• **Problem description**:
Copy out each entry below verbatim, skipping the images.

• **Input data**:

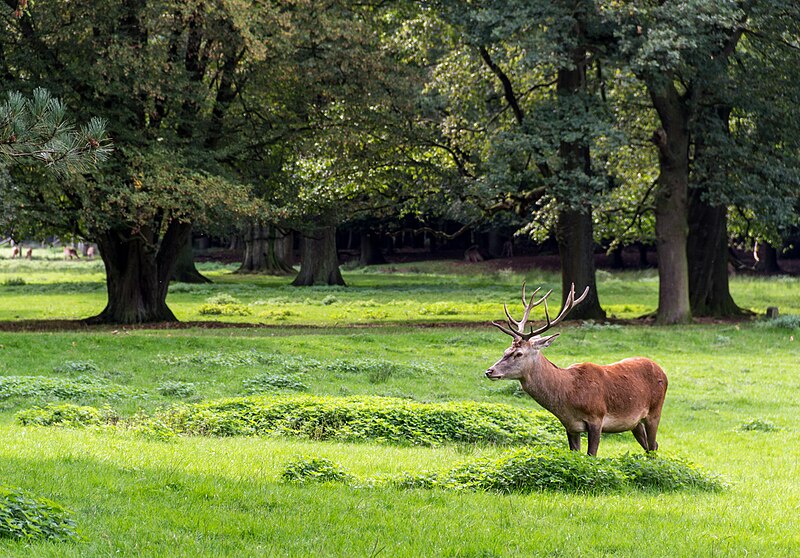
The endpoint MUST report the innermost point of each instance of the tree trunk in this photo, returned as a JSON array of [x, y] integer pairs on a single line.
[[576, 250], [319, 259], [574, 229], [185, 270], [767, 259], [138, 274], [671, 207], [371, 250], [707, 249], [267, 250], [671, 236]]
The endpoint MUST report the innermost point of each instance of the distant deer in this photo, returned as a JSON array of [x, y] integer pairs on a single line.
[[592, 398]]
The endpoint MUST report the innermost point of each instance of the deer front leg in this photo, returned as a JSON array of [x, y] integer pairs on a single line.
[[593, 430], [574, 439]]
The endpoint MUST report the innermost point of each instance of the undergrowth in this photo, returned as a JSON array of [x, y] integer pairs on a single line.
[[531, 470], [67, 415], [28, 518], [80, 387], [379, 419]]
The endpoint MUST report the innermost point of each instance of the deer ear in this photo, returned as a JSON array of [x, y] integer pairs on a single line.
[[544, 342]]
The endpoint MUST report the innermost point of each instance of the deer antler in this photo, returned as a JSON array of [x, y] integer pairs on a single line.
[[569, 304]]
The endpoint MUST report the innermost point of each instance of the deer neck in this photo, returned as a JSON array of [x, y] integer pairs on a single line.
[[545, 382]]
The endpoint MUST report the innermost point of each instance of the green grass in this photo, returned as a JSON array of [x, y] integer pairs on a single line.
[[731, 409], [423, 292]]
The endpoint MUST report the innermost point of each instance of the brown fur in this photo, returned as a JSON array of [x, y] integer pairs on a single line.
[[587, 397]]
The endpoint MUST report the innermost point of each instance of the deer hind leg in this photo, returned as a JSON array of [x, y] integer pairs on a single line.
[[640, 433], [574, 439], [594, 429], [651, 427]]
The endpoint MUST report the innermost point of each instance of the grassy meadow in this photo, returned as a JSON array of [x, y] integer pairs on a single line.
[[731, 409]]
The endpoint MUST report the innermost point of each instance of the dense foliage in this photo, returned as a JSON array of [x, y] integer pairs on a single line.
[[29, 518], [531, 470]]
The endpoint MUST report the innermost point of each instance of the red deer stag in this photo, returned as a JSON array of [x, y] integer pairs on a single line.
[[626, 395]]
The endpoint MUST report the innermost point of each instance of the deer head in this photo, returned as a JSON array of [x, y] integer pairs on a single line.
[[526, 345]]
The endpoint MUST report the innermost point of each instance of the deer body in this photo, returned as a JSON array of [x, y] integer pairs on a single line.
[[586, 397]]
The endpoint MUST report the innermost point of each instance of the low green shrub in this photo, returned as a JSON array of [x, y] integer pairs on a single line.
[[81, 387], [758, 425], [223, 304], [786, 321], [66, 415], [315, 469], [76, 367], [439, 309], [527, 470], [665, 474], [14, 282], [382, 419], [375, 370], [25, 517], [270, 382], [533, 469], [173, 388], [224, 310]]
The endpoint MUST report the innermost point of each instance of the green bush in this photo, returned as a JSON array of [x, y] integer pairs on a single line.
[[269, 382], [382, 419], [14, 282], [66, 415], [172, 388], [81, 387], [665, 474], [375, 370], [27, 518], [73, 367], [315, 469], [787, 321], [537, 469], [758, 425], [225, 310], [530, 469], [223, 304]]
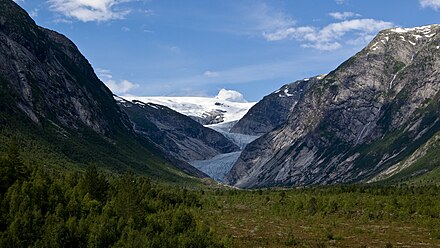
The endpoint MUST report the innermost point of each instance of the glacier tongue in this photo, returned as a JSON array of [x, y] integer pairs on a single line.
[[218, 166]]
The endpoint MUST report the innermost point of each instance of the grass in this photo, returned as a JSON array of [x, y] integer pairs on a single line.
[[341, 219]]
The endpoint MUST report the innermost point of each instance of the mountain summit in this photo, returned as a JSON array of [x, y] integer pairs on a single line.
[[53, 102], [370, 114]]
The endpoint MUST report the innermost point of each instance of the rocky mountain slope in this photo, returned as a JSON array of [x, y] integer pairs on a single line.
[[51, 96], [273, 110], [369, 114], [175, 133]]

• **Written answer**:
The endpoint MUST report the innermost point of each instance of the tree trunk in this photo, returned as a JSON array of [x, y] integer pairs on a single line.
[[576, 250], [319, 259], [574, 229], [185, 270], [767, 259], [138, 274], [671, 207], [371, 250], [707, 249], [267, 250], [671, 236]]
The endpoint MUST report the innermost point of each instance of the distant deer in this photo, returned as a JSON array of [x, y] integer pairs on a single line.
[[592, 398]]
The endpoint MUST report the innermost point of each instance of the deer front leg in this photo, returned as a JSON array of [x, y] integer pairs on a single line.
[[593, 430], [574, 439]]
The endpoint MUST report the innermost point of each instance of the undergrowth in this photo, returned as a JSON array of [x, y] integer pairs on a single line.
[[531, 470], [67, 415], [28, 518], [80, 387], [379, 419]]
The endpoint MUST report the innermost point of each instance of the deer ear in this photo, returned as a JSON array of [x, y] integer pairs on a single line.
[[544, 342]]
The endpoint MUST report the innermost point of each instance of the deer antler in this photo, returned as a JSON array of [x, y] integer pairs on a single line.
[[569, 304]]
The endpoint MUST report the innermost point of each instance of the deer neck in this photo, returned as a JSON array of [x, y] integer pairs on a single line.
[[545, 382]]
The endpoint MUST report the innermost point of each instance of the green grass in this photo, returned as a JSON array of [x, y] integer pairs on a single line.
[[731, 409], [423, 292]]
The endpoint MUST report the innermost point of each instance of the brown fur in this photo, returned as a JSON array of [x, y] integer pairs on a single line.
[[587, 397]]
The endpoint MUST report the innermost point of each instance of the deer hind leg in this photo, returned as a JSON array of [x, y] integer pairs on a single line.
[[640, 433], [574, 439], [594, 429], [651, 427]]
The endpoint MUST report the innermost point of each instance of the grassy meadow in this photo, returned as a JSON array of [x, y] integer pairs on a single line.
[[731, 409]]
The endpoint MUST report the innermost point of each instance of the dense foliage in this photo, returned as a JSON array of [x, y] integer pairs on a single line.
[[29, 518], [531, 470]]
The endpoint MUST report the innermost point of each instance of the red deer stag in this photo, returned as a JSON array of [x, y] integer pairs on a single line.
[[626, 395]]
The endpoint MUST report the innermost point of each instance of the deer head in this photo, returned as a JSON array of [x, y] integer pairs on a single line.
[[526, 345]]
The endpoint MUST report the innermost point of each instance of the deer body in this photo, returned as a JSON array of [x, y] integer pairs on a single line.
[[586, 397]]
The endpoint MUST report the innermost point of each instance of the low green shrub in this photo, returned as a JSON array of [x, y] integer pairs on a single line.
[[81, 387], [758, 425], [223, 304], [786, 321], [66, 415], [315, 469], [76, 367], [439, 309], [527, 470], [665, 474], [14, 282], [382, 419], [375, 370], [25, 517], [270, 382], [533, 469], [173, 388], [224, 310]]
The endpoint MUST report the innermost point of each instance of the green bush in this photo, returned as a JSON array of [x, y] integer pairs on a single line.
[[269, 382], [382, 419], [14, 282], [66, 415], [172, 388], [81, 387], [665, 474], [375, 370], [27, 518], [73, 367], [315, 469], [787, 321], [537, 469], [758, 425], [225, 310], [530, 469], [223, 304]]
The endpoint MUST report the innermost point of each instance of the glacier tongue in this photo, returned as a JSON array of [x, y] integer pairs on a single line.
[[218, 166]]
The endpoint MUST report the innermost point of each instance of the grass in this photo, returned as a JSON array of [x, y] integer pairs on a single line.
[[341, 219]]
The endpoint MUST report the innermost point of each instance of the mountain summit in this photo, returned as a JSON array of [x, y] integer pairs on a single line.
[[53, 102], [370, 114]]
The endpoint MUST report the innermost point of each instance of the rocky mountain slope in this photo, returned as a JSON array of [x, y] integer pairs on a single line.
[[51, 96], [273, 110], [369, 114], [175, 133]]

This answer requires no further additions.